When you are done, call Victoria British, Ltd., and order one of their nifty little lever spigots to replace the drain plug on your oil tank. Next time, just jack the damn car up, loosen the oil filler cap and flip the lever.

Oil Consumption

The RX-7's rotary engine injects oil into the combustion chamber as a part of normal operation, for lubrication purposes. So some consumption is normal. Some people have noticed a gasoline smell in the oil when they changed it. No official explanation, but Kevin speculated that it was caused as a result of the higher temps in the rotary. Carl conducted a poll on it, results below. --Steve

Date: Sun, 09 Nov 97 12:34:00 EST
From: "Houseman, Carl W. x1323"

There were a total of 15 responses which answered at least the question about how strong the gas smell was and what oil consumption was. I feel these may be the two most important questions.

Granted, the smell business is very subjective. But I find the following meaningful correlations in the data:

1. Everyone with "no oil usage" or "level increases" reported either a "noticeable" or "strong" gasoline smell in the oil. (8 responses)

2. Everyone with "strong" gasoline smell reported "no oil usage" or "level increases". (3 responses)

3. Everyone with "slight" gasoline smell reported measurable oil consumption ranging from 1500 to 9000 miles per quart.(3 responses).

There was exactly one exception report of "noticeable" gasoline smell with relatively high oil consumption (1000 miles/quart).

Records shown:
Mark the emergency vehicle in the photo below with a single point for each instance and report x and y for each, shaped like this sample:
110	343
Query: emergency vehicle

--

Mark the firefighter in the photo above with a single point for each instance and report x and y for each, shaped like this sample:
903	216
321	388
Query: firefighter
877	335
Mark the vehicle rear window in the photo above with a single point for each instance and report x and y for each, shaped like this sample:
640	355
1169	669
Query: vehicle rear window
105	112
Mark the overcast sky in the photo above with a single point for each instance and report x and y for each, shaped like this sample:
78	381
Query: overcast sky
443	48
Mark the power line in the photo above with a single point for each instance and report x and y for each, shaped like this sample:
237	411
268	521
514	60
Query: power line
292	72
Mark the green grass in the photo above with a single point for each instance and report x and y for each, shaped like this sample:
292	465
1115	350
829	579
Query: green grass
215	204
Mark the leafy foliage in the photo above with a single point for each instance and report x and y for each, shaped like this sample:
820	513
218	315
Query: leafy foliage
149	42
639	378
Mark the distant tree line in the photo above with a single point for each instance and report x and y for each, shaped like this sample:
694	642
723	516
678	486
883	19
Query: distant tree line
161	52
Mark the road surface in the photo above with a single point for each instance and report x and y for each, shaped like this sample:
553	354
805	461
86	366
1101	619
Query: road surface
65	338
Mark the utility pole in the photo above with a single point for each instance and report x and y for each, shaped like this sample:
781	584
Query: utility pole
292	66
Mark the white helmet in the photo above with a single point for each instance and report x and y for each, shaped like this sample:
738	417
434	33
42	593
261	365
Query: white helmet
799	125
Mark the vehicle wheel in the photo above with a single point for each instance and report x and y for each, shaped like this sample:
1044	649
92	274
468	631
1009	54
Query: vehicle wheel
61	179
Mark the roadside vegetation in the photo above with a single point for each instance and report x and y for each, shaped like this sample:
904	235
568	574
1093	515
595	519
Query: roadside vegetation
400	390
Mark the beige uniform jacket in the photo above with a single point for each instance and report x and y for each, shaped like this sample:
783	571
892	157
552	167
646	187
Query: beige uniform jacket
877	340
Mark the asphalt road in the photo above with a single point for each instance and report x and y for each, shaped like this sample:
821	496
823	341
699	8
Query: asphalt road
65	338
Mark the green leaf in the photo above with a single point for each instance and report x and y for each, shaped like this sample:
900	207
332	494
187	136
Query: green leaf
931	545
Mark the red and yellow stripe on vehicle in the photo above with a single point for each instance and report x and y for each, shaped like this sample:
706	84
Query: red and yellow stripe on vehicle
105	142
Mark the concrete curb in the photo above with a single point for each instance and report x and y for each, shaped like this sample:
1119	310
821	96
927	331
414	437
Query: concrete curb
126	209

Problems and tasks:
- a) In the passage on oil consumption, reproduce the text from "There were a" to "consumption (1000 miles/quart).".
- b) According to the passage on oil consumption, what oil consumption did the one exception with a "noticeable" gasoline smell report?

Expected outputs:
- a)
There were a total of 15 responses which answered at least the question about how strong the gas smell was and what oil consumption was. I feel these may be the two most important questions.

Granted, the smell business is very subjective. But I find the following meaningful correlations in the data:

1. Everyone with "no oil usage" or "level increases" reported either a "noticeable" or "strong" gasoline smell in the oil. (8 responses)

2. Everyone with "strong" gasoline smell reported "no oil usage" or "level increases". (3 responses)

3. Everyone with "slight" gasoline smell reported measurable oil consumption ranging from 1500 to 9000 miles per quart.(3 responses).

There was exactly one exception report of "noticeable" gasoline smell with relatively high oil consumption (1000 miles/quart).

- b) 1000 miles per quart